**Data entries:**
+ + + + + + +

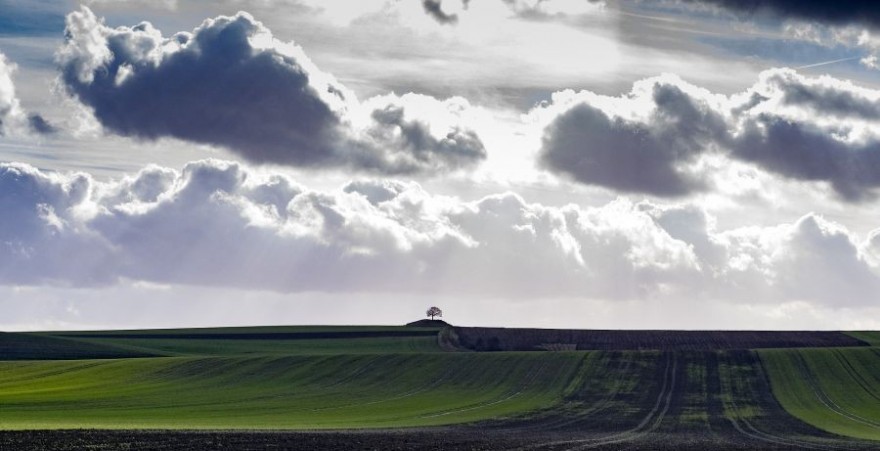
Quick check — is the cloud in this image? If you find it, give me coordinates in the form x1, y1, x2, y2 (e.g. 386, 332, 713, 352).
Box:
0, 53, 24, 135
540, 76, 725, 196
0, 53, 58, 136
0, 160, 880, 307
422, 0, 458, 25
422, 0, 605, 25
58, 7, 485, 173
531, 69, 880, 201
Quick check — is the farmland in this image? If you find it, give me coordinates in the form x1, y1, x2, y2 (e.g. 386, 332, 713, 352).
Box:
0, 327, 880, 450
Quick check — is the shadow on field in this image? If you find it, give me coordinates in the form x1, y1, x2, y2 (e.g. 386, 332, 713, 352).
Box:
0, 427, 876, 451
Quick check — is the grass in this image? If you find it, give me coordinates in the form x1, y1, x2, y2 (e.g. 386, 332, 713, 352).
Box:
0, 328, 583, 430
760, 348, 880, 440
847, 331, 880, 346
0, 326, 880, 449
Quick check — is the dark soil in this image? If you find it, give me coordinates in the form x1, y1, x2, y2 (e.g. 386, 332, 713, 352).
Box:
450, 327, 868, 351
406, 319, 451, 328
0, 428, 876, 451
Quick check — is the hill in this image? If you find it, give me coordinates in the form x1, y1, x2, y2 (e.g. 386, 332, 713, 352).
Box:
0, 326, 880, 450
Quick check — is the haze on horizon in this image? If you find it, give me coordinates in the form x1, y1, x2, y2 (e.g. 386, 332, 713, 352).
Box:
0, 0, 880, 330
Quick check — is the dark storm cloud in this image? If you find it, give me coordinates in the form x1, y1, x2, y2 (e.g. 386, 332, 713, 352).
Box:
58, 8, 485, 177
28, 114, 58, 135
538, 69, 880, 201
422, 0, 458, 24
684, 0, 880, 28
0, 160, 880, 306
541, 77, 725, 196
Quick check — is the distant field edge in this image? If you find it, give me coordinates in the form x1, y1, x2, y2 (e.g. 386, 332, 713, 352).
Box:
441, 327, 880, 351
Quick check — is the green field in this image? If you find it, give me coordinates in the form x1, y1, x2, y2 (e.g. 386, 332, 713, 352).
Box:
761, 347, 880, 440
0, 326, 880, 449
0, 328, 583, 429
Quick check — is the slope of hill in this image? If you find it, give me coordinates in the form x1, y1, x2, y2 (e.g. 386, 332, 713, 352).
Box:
0, 326, 880, 450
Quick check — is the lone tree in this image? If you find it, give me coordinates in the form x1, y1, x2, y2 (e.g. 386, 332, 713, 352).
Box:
426, 307, 443, 321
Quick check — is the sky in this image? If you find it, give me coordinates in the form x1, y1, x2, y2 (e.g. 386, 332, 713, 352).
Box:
0, 0, 880, 331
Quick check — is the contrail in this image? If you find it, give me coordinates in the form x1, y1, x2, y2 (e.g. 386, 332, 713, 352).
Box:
795, 56, 861, 69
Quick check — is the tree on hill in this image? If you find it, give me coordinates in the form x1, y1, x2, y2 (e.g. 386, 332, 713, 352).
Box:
425, 307, 443, 321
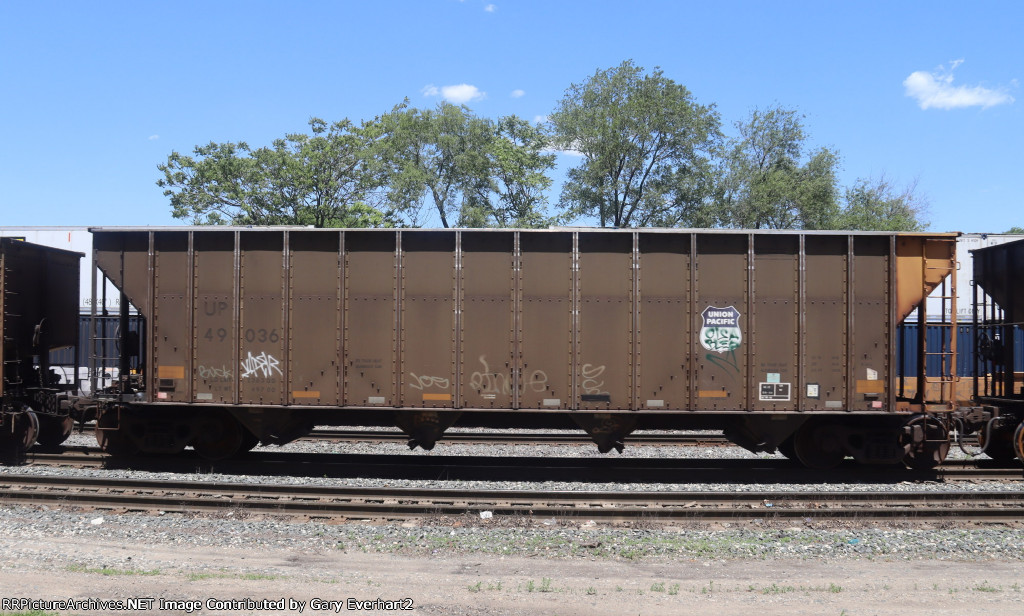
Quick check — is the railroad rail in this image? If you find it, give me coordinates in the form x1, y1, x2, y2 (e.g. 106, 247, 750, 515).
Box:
0, 475, 1024, 522
16, 447, 1024, 485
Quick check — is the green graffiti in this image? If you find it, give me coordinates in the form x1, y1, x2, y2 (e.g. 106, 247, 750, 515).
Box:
705, 351, 739, 381
700, 327, 741, 353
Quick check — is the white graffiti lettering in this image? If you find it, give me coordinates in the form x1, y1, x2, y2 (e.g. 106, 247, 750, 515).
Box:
199, 364, 232, 381
526, 370, 548, 393
580, 363, 608, 395
469, 355, 512, 395
241, 351, 284, 379
409, 372, 452, 390
469, 355, 548, 396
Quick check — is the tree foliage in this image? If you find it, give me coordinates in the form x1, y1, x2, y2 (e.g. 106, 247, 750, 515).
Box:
717, 106, 839, 229
369, 100, 490, 228
549, 60, 720, 227
829, 176, 928, 231
370, 101, 554, 228
157, 60, 937, 232
157, 118, 400, 227
485, 116, 555, 228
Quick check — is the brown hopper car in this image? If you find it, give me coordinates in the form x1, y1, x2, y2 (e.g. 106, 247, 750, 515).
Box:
86, 227, 957, 467
0, 237, 83, 458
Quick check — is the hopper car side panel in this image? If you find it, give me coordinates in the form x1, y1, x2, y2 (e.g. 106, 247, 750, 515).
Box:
95, 229, 954, 413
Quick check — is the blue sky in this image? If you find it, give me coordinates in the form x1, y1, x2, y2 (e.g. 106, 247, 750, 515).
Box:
0, 0, 1024, 232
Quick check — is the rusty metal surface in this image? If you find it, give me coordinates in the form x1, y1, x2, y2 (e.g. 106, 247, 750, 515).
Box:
93, 228, 955, 413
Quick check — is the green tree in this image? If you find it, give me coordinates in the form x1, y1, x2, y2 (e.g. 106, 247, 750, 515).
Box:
157, 118, 401, 227
481, 116, 555, 228
549, 60, 720, 227
367, 100, 493, 228
717, 106, 839, 229
830, 176, 928, 231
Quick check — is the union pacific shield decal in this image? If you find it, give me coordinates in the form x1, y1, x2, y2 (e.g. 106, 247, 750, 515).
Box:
700, 306, 743, 353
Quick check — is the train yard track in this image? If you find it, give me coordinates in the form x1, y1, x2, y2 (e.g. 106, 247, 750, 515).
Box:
14, 447, 1024, 484
0, 475, 1024, 522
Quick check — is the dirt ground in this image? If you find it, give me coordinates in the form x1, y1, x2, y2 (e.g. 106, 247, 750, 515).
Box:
0, 537, 1024, 616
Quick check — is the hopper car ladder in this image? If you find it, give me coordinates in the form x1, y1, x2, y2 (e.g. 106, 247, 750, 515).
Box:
919, 239, 959, 402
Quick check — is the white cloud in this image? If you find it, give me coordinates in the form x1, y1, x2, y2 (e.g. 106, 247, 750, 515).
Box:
423, 84, 487, 104
903, 59, 1016, 109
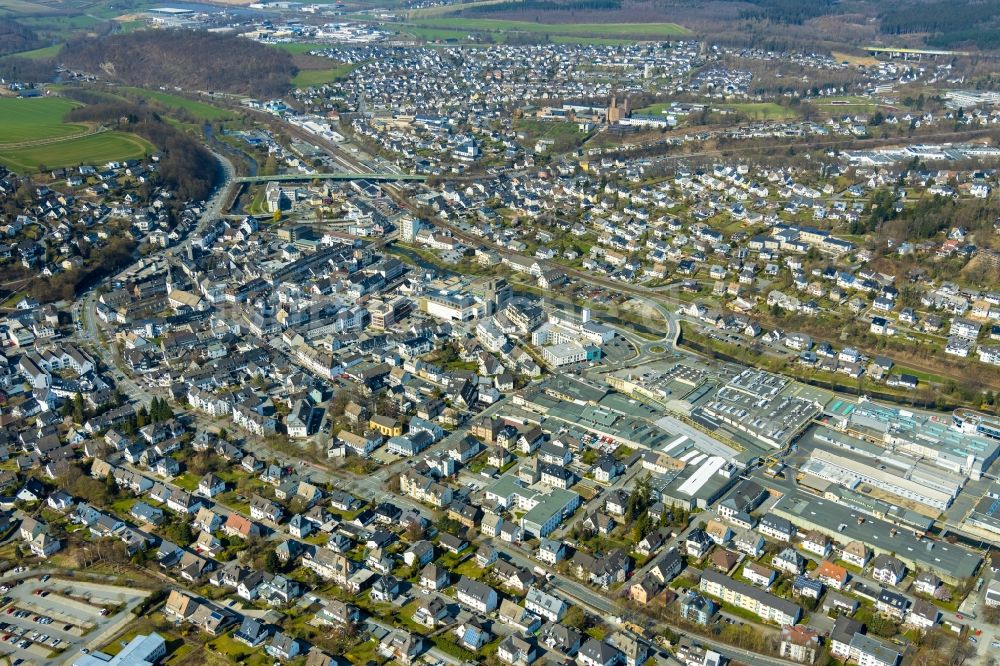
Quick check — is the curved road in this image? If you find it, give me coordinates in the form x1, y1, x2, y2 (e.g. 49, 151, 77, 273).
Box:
72, 153, 234, 405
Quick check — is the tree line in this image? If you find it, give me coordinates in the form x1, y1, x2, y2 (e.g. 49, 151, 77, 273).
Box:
0, 18, 42, 56
59, 30, 298, 98
67, 102, 218, 205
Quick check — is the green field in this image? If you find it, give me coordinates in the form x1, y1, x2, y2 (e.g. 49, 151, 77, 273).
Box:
411, 18, 691, 40
400, 25, 492, 43
292, 63, 357, 88
272, 42, 323, 55
123, 88, 233, 120
814, 97, 878, 114
634, 102, 672, 116
719, 102, 799, 120
0, 97, 87, 144
4, 44, 63, 60
514, 118, 587, 152
0, 132, 154, 172
406, 0, 508, 19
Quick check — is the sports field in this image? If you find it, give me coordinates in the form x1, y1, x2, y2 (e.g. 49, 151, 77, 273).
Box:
410, 18, 691, 39
0, 132, 154, 172
0, 97, 87, 145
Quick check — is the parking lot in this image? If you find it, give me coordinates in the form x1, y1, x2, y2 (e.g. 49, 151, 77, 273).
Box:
0, 576, 147, 665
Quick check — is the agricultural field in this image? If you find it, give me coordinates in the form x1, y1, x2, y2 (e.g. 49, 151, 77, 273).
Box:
271, 42, 323, 55
123, 88, 233, 121
411, 18, 691, 40
719, 102, 799, 120
394, 25, 496, 44
815, 97, 878, 115
0, 132, 154, 172
4, 44, 63, 60
514, 118, 587, 152
0, 97, 87, 145
634, 102, 684, 116
406, 0, 508, 19
292, 63, 356, 88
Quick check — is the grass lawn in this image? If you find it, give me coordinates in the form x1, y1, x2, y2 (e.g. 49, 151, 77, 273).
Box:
0, 132, 154, 171
124, 88, 233, 120
404, 18, 691, 40
454, 557, 486, 580
292, 63, 357, 88
174, 472, 201, 493
111, 497, 139, 516
0, 97, 87, 144
345, 640, 378, 664
205, 634, 274, 666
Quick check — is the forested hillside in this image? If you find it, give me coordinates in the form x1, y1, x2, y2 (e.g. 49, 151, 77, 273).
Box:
59, 30, 298, 98
0, 18, 41, 56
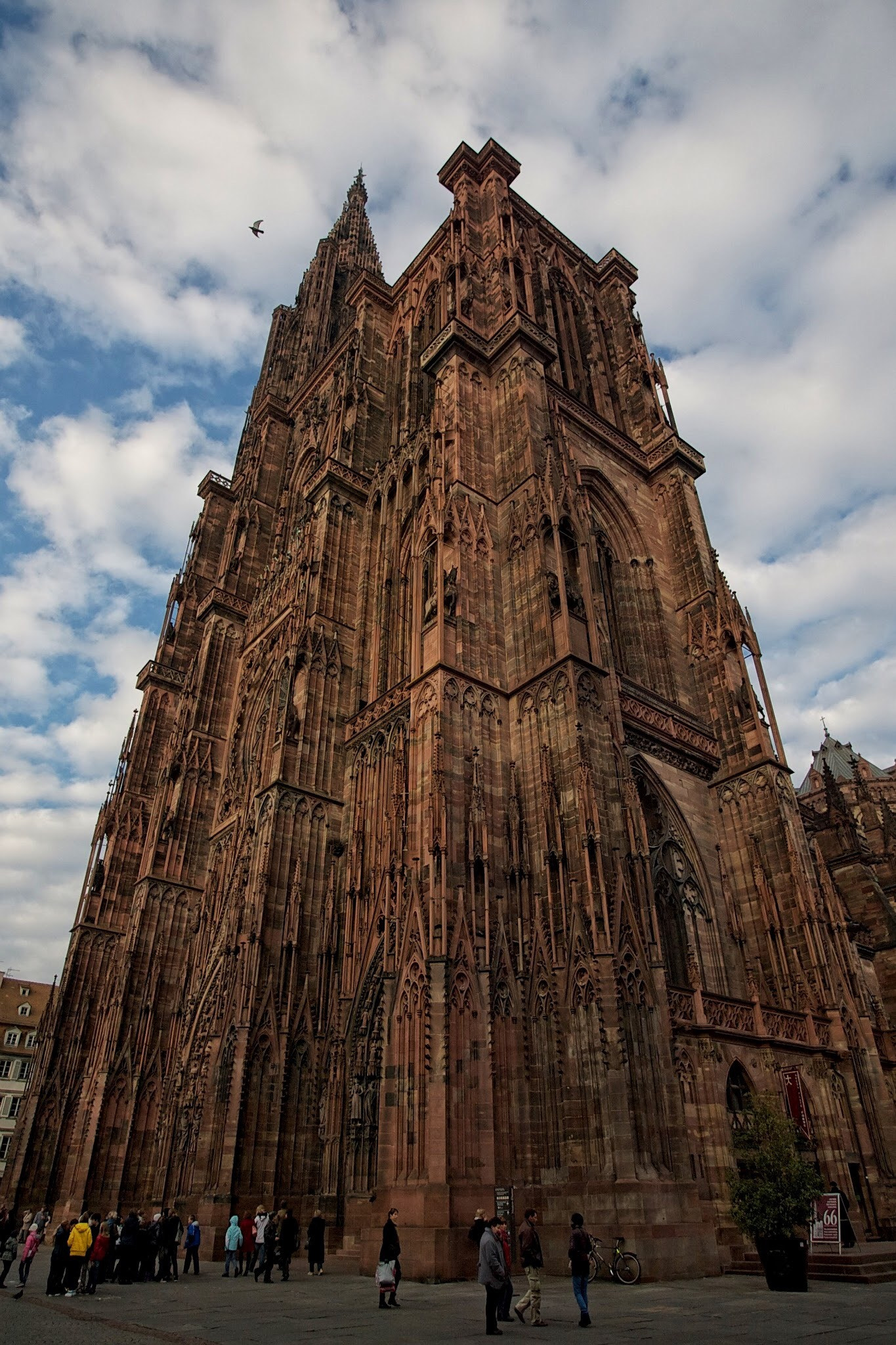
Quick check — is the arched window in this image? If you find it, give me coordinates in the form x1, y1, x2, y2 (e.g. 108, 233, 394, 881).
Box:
725, 1060, 752, 1130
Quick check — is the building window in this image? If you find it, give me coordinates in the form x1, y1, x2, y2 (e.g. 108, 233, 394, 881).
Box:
725, 1060, 752, 1130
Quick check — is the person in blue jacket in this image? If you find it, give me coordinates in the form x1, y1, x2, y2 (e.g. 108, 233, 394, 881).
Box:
184, 1214, 202, 1275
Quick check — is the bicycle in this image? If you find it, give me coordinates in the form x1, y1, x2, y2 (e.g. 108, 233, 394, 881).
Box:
588, 1236, 641, 1285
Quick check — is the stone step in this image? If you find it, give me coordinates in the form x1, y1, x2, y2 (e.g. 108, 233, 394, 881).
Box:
724, 1243, 896, 1285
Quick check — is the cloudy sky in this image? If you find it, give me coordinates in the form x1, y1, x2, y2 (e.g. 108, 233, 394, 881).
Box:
0, 0, 896, 979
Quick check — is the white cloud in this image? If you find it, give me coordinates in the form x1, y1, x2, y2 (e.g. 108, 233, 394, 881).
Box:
0, 391, 227, 977
0, 317, 26, 368
0, 0, 896, 965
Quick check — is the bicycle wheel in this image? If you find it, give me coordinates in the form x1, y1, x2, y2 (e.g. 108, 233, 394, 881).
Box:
612, 1252, 641, 1285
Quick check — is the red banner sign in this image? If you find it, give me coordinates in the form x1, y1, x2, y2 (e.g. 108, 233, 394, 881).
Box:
811, 1192, 840, 1246
780, 1069, 811, 1139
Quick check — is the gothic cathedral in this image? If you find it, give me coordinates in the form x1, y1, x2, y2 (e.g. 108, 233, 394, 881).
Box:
7, 140, 896, 1278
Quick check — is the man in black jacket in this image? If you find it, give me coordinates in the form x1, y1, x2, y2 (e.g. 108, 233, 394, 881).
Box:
479, 1214, 508, 1336
280, 1209, 298, 1279
513, 1209, 544, 1326
570, 1214, 591, 1326
380, 1206, 402, 1308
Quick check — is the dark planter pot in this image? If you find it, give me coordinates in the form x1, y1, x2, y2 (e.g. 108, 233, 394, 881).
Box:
756, 1237, 809, 1294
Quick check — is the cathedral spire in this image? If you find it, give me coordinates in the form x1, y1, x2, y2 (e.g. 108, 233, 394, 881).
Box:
328, 168, 383, 276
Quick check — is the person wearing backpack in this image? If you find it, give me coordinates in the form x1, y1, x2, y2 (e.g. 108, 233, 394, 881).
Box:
222, 1214, 243, 1279
184, 1214, 202, 1275
570, 1214, 591, 1326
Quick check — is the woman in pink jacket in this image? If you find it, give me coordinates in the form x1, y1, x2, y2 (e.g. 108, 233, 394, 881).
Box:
19, 1224, 40, 1285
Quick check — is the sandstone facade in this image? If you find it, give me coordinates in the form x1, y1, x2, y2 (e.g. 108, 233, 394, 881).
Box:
8, 141, 896, 1277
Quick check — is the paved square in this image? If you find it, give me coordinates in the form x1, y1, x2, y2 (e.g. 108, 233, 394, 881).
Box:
0, 1266, 896, 1345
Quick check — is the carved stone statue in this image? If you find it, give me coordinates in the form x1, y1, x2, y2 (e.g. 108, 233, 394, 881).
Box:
545, 570, 560, 616
443, 565, 457, 617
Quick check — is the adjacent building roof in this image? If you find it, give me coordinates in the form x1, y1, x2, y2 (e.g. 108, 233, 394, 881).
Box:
797, 733, 889, 793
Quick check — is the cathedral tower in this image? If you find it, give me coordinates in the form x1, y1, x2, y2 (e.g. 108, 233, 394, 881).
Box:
8, 140, 896, 1277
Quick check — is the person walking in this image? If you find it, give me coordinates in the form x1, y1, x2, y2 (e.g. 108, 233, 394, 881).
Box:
479, 1214, 508, 1336
305, 1209, 326, 1275
249, 1205, 270, 1283
0, 1232, 19, 1289
222, 1214, 243, 1279
47, 1218, 71, 1298
496, 1214, 513, 1322
118, 1209, 140, 1285
87, 1224, 109, 1294
255, 1214, 278, 1285
280, 1209, 298, 1279
513, 1209, 544, 1326
156, 1209, 184, 1283
570, 1214, 591, 1326
19, 1224, 40, 1285
380, 1206, 402, 1308
64, 1213, 93, 1298
98, 1209, 121, 1285
236, 1214, 255, 1275
184, 1214, 202, 1275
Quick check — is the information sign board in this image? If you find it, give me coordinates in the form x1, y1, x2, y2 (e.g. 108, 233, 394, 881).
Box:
811, 1190, 840, 1251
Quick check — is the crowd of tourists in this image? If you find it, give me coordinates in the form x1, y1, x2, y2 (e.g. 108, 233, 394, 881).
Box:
376, 1208, 591, 1336
0, 1205, 591, 1336
0, 1205, 326, 1298
467, 1209, 591, 1336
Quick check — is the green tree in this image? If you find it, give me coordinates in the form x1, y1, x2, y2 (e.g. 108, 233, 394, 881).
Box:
728, 1093, 825, 1241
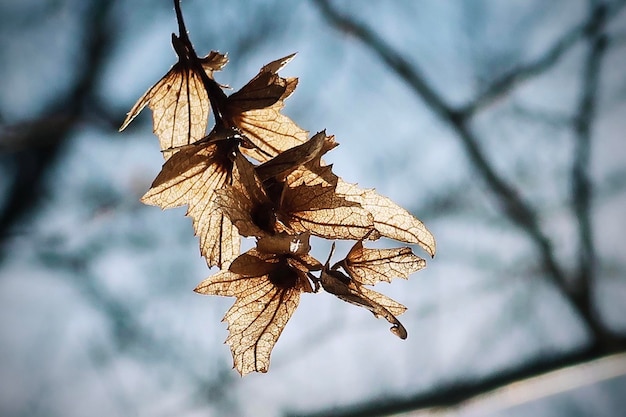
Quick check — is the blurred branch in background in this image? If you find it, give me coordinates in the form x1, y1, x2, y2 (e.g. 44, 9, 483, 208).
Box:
298, 0, 626, 416
0, 0, 116, 254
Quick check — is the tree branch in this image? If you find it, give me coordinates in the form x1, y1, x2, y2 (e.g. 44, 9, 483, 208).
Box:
460, 0, 626, 117
571, 3, 611, 345
0, 0, 115, 255
315, 0, 568, 302
284, 340, 626, 417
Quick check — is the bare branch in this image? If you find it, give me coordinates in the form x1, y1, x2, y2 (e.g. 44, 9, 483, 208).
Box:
285, 351, 625, 417
571, 4, 610, 343
460, 0, 626, 117
315, 0, 568, 300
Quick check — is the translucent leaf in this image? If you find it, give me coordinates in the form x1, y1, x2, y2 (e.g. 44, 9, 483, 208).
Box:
120, 48, 228, 159
256, 132, 326, 181
338, 241, 426, 285
224, 54, 308, 162
141, 141, 240, 267
337, 179, 436, 256
196, 271, 300, 375
195, 249, 311, 375
278, 171, 373, 240
215, 151, 276, 237
320, 265, 407, 339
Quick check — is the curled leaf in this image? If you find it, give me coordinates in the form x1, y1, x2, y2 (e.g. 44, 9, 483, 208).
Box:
277, 170, 373, 239
141, 136, 243, 267
195, 249, 319, 375
256, 131, 326, 181
120, 35, 228, 159
335, 240, 426, 285
337, 179, 436, 257
224, 54, 308, 162
320, 256, 408, 339
256, 232, 311, 255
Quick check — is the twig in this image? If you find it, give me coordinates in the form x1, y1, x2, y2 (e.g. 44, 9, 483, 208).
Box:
315, 0, 568, 294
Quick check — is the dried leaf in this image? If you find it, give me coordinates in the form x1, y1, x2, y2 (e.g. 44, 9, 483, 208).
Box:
224, 54, 308, 162
141, 140, 243, 267
277, 170, 373, 239
337, 179, 436, 257
120, 39, 228, 159
335, 241, 426, 285
195, 249, 311, 375
256, 232, 311, 255
256, 131, 326, 181
196, 271, 300, 375
215, 151, 276, 237
320, 263, 408, 339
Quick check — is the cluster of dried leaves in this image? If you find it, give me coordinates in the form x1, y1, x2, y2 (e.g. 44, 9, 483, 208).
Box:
120, 0, 435, 375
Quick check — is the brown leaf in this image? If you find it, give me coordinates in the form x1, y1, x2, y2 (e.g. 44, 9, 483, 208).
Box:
320, 263, 407, 339
215, 151, 276, 237
141, 140, 243, 267
120, 42, 228, 159
196, 271, 300, 375
224, 54, 308, 162
337, 179, 436, 257
256, 232, 311, 255
256, 131, 327, 181
195, 249, 311, 375
277, 170, 373, 240
336, 241, 426, 285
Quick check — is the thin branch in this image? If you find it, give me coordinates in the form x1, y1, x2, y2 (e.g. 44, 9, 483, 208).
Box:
284, 351, 626, 417
460, 0, 626, 117
571, 4, 610, 343
0, 0, 115, 255
315, 0, 568, 300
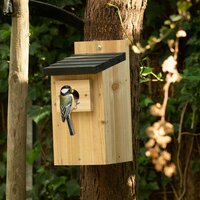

+ + + + + + +

Rescale the items from the line with "Quick check — is the hopper car side" up to and including the line with "95, 229, 954, 413". Write those lines out again with the request unchanged, multiplying every box coordinate in the answer by 1.65 and rounding to whole numbers, with halves rounded up.

Quick check — is the hopper car side panel in this image? If you find it, give me coordinates in the form x1, y1, x2, y2 (e.g. 106, 247, 750, 515).
Box:
157, 378, 1574, 681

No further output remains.